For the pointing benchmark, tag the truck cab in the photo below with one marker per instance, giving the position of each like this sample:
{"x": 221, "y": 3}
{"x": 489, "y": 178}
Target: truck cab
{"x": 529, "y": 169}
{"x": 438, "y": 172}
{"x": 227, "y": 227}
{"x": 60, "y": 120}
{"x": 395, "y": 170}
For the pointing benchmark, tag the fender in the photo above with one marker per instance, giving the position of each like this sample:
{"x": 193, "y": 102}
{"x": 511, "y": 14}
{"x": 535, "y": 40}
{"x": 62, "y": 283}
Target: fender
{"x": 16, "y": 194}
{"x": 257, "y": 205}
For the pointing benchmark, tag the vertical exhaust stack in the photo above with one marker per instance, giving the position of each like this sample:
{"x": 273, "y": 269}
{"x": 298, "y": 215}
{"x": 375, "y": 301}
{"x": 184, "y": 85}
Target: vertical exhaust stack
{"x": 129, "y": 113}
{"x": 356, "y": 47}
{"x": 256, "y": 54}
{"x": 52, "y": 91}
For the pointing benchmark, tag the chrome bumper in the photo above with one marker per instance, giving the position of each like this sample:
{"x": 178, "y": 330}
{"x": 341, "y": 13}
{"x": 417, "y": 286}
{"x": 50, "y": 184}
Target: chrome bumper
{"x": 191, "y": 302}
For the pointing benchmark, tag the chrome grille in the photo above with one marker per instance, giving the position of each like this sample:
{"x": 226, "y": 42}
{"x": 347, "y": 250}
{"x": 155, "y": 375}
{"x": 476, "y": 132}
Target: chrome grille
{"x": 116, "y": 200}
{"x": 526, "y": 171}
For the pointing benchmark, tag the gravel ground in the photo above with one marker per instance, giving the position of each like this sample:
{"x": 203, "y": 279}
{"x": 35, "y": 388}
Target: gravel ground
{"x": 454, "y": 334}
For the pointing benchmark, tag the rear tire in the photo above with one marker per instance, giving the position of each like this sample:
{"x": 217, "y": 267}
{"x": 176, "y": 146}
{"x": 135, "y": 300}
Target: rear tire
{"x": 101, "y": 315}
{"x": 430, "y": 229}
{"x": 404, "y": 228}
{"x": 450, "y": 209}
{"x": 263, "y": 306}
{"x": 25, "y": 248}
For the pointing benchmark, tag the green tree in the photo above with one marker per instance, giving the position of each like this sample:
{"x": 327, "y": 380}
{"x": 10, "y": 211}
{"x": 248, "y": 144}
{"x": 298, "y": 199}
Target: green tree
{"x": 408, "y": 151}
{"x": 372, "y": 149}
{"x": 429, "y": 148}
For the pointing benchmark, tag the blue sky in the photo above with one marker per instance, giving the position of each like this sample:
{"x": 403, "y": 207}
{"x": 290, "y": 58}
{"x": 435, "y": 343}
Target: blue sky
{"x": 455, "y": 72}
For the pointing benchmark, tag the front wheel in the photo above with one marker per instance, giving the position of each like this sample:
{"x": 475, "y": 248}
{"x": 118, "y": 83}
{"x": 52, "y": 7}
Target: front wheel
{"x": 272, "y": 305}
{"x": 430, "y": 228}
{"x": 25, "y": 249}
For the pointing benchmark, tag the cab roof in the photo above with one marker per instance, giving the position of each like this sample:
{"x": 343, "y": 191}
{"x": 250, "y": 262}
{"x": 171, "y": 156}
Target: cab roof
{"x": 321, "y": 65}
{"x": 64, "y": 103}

--- --- ---

▶ **What is needed**:
Copy everything from the line containing "For the pointing benchmark, tag the front" down through the end of the records, changing "front wheel" to "front tire" at each place it appears and leaving the rest untouched.

▶ **Final result**:
For the pointing benchmark, tag the front tire in the photo above with one marker per instance, giving the position of each like this sample:
{"x": 475, "y": 248}
{"x": 118, "y": 83}
{"x": 52, "y": 7}
Target: front tire
{"x": 272, "y": 305}
{"x": 430, "y": 228}
{"x": 25, "y": 249}
For the pointing benchmark, tag the cab roof in the photo above with one marker per instance, giving the position of each like this sample:
{"x": 343, "y": 191}
{"x": 250, "y": 262}
{"x": 171, "y": 156}
Target: cab roof
{"x": 321, "y": 65}
{"x": 64, "y": 103}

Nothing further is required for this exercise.